All entries below are to be retyped in full, precisely as they appear.
▬▬▬▬▬▬▬▬▬▬
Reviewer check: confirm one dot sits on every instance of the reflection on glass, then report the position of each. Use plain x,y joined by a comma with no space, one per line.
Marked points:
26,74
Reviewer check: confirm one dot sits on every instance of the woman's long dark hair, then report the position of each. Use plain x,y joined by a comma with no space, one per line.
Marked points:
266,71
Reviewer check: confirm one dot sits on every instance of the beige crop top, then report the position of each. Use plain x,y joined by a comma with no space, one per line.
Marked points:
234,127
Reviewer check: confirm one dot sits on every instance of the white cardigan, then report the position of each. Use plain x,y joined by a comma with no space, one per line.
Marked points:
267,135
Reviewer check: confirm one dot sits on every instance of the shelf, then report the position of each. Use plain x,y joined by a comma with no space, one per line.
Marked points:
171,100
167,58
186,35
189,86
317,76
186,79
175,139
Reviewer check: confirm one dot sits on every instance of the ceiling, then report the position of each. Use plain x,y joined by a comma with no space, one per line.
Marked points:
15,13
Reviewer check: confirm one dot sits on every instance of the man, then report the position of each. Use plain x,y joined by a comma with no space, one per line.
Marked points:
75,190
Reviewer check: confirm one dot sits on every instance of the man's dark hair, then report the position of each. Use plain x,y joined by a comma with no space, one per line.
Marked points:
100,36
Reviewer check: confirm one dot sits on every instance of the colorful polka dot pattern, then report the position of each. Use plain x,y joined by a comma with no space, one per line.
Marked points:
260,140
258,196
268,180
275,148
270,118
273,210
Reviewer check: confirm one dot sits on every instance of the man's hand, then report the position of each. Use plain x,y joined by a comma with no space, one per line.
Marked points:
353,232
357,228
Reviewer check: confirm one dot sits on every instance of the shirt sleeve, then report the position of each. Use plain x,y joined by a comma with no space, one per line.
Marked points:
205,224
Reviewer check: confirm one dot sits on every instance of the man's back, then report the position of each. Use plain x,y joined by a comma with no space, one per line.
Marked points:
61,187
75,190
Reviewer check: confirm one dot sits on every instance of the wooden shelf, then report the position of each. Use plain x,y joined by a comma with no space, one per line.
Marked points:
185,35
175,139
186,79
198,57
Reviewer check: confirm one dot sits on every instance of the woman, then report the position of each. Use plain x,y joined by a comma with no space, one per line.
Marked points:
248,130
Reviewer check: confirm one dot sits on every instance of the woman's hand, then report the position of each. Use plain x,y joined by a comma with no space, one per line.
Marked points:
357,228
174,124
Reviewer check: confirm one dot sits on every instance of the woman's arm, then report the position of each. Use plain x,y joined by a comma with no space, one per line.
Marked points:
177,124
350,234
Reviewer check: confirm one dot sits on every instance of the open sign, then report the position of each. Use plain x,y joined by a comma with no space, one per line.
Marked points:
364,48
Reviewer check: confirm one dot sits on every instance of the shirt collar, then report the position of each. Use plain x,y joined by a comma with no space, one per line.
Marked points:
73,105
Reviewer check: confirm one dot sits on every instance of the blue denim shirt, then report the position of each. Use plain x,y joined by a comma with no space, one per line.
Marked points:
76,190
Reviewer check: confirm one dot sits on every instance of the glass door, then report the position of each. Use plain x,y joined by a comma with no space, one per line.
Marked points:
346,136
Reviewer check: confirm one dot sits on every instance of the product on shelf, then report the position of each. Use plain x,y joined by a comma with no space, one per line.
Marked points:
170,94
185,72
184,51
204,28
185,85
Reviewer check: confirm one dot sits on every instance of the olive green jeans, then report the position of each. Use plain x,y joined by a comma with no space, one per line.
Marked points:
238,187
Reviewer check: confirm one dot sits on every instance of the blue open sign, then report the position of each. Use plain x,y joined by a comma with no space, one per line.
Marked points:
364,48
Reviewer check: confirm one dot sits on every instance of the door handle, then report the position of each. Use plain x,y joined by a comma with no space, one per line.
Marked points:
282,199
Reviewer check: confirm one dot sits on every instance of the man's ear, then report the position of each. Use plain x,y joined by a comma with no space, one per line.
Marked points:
▬▬▬▬▬▬▬▬▬▬
WRITTEN RESPONSE —
Reviewer check: confirm one dot sits on every instance of the reflection on glass, then report the position of each. Use plain x,y joined by a comma with no space, one per line.
Marked points:
26,74
Reviewer check: confirm one dot sits on every instance of the woman's long dark hair, then report the position of each. Use plain x,y joined by a comma with no space, one per line.
Marked points:
266,71
Reviewer check: confirm one dot sits on every instance of the beige crop top, then report the position of each. Use plain x,y joined by a comma with no space, one per line.
Marked points:
234,127
Reviewer check: confirm one dot sits on every instance of the white cardigan, then report the position of each. Use plain x,y joined by a comma with no space, one per line.
Marked points:
267,135
Reviewer check: confirm one dot sits on every instance of the shelf, then report the position of each. Use plain x,y joined by a comma with no space, one per line.
Marked points:
171,100
167,58
186,35
189,86
317,76
186,79
175,139
Reviewer check: confirm one dot sits on every instance of the ceiling, then report the position of each. Use plain x,y joined by a comma with no space, one per line.
Marked points:
15,13
Reviewer check: confirm one dot sits on every instance of the man, then report the position of each. Use plain x,y joined by a comma with no space, one per line.
Marked points:
75,190
Reviewer check: confirm one dot sits on every instance of the man's dark hair, then report the position of each. Use plain x,y joined by a comma with no space, one per line.
Marked points:
100,36
Reviewer check: confirm one dot sits on every instance of the colorful polka dot pattern, then report the position of each. Use plain x,y joined by a comma with no space, one per line.
Marked points:
260,140
258,196
268,180
275,148
270,118
273,210
Reviewer check: confirm one dot sits on every instance of the man's hand, then report the position of each. Use plain x,y joined by a comma with no space, one per line.
Marked points:
353,232
357,228
Reviewer check: confirm one dot sits on every instance of the shirt sleeve, then report the position of each. Use plain x,y joined by a comma with no space, one per line.
Marked points:
205,224
Reviewer check: confirm one dot sits on every instance of the man's back, then report the position of each. Use plain x,y joined by a comma with no space, one per line.
Marked points:
61,187
75,190
Reviewer check: confirm one dot sits on every instance of the wooden shelf, then report the position of each. Use plain x,y joined by a comma with no space, one per line.
Marked points:
185,35
175,139
186,79
198,57
Reviewer check: confirm one dot sits on every instance of the woman, then report the position of each. Use plain x,y joined by a comma with no space, one per line.
Marked points:
248,130
Reviewer check: confirm one dot sits on every instance of the woman's hand, then report the position of each. Use plain x,y joined by a comma with no space, one per line.
Marked points:
357,228
174,124
Reviewer check: confirm one dot sits on every instance of the woman's arm, then report the position of each. Use plain x,y joined by a comma with no space, one per line.
Marked points:
177,124
350,234
Reviewer check: confirm one dot sits on every instance of the open sign, then report the position of each. Use plain x,y joined by a comma with no space, one per line.
Marked points:
364,48
Reviewer check: confirm one dot sits on every instance of the shirt collar, then report the position of each. Use plain x,y joined by a comma with no space, one per line.
Marked points:
73,105
Reviewer check: confirm one dot sits on every instance of the blue denim shirt, then report the position of each. Use plain x,y joined by a comma with no space, one per line.
Marked points:
76,190
Reviewer check: confirm one dot sits on every instance of the glass door, then report the position of each. Use plain x,y joined by a comma with no space, one per line.
Marked points:
346,136
Reviewer check: confirm one dot sits on every instance of the product on shelf, then report the position of each. Use plain x,y joined by a comma with no space, one per line.
Marked points:
170,94
185,72
184,51
204,28
185,85
Reviewer check: confirm one dot sits on every instance of the olive green jeans, then report the position of each. Use plain x,y joined by a comma with no space, one per line.
Marked points:
238,187
Reviewer check: confirm one dot sits on every instance of the blue open sign, then report the position of each. Use plain x,y joined by a comma with no space, one per line.
Marked points:
364,48
Reviewer check: confirm one dot sits on every instance of the door handle, then report the position of each. Use plain x,y joined by a comma with no space, one per line.
Marked points:
282,199
Reviewer check: confirm one dot sits on every instance of the man's ear, then report the position of each. Use plain x,y joined by a comma with no space, one per line.
Marked points:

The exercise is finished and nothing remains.